- Directive: Rewrite the lines from the one with "find the neighboring brick house" through the last line, replacing "porch" with "veranda" and leaving everything else unchanged. Give only those lines.

(Excerpts of location labeling data)

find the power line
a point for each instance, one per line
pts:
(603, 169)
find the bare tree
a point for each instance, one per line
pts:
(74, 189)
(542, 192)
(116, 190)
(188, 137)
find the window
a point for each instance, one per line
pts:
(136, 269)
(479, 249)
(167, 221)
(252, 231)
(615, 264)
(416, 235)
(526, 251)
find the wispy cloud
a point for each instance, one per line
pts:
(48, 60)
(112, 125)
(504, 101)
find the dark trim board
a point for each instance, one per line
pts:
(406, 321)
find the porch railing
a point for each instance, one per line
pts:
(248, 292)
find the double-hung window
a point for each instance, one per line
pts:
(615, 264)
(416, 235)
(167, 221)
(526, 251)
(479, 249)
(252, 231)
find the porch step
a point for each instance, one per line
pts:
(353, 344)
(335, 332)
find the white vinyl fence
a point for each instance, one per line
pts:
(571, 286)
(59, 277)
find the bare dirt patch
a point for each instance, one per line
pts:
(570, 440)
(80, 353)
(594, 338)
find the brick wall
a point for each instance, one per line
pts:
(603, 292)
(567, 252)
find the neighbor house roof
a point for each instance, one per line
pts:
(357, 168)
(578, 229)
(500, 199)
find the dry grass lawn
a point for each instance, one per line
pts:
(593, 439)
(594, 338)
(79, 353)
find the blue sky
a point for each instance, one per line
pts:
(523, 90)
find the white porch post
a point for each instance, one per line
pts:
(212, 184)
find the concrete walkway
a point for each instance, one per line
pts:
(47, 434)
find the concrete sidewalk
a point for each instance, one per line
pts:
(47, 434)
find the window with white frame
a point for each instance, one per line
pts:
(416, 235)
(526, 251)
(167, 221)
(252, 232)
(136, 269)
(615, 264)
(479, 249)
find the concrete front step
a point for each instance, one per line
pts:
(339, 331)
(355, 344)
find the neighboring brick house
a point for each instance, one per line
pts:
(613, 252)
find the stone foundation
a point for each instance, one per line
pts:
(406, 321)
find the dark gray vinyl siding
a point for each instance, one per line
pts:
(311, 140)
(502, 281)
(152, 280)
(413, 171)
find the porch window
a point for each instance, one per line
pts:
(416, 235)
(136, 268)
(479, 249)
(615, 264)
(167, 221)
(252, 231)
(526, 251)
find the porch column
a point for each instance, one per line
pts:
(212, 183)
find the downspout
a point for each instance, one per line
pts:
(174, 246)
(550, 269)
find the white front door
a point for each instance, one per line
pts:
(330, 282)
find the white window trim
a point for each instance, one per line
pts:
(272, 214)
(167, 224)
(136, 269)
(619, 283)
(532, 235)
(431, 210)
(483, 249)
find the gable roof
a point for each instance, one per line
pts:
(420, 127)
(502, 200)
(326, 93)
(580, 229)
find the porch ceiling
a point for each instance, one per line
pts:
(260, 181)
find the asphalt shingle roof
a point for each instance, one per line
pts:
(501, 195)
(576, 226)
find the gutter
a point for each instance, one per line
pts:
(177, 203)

- Result below:
find the neighboring brick house
a point for each instance, one per line
pts:
(613, 252)
find the stone foundation
a point for each instance, one per line
pts:
(406, 321)
find the dark gray vinyl siding
a point for each instance, one per line
pts:
(311, 140)
(502, 281)
(152, 280)
(413, 171)
find the veranda window
a point for each instance, one per line
pts:
(416, 235)
(136, 268)
(479, 249)
(615, 264)
(167, 221)
(252, 231)
(526, 251)
find the veranda column
a point for each instance, one per line
pts:
(212, 183)
find the downspout
a point for each instance, one per line
pts:
(174, 246)
(550, 269)
find the white front door
a point for each instance, one per line
pts:
(330, 282)
find the white window trim
a point for each instance, one per line
pts:
(272, 214)
(167, 224)
(136, 269)
(619, 283)
(532, 235)
(431, 210)
(483, 249)
find the gable roof
a point for each instance, one per line
pts:
(420, 127)
(502, 200)
(326, 93)
(580, 229)
find the veranda ceiling
a point for each instance, one per line
pts:
(260, 181)
find the asphalt shingle roof
a point for each instance, one per line
pts:
(501, 195)
(576, 226)
find the gutter
a point for each instance, one per line
pts:
(177, 203)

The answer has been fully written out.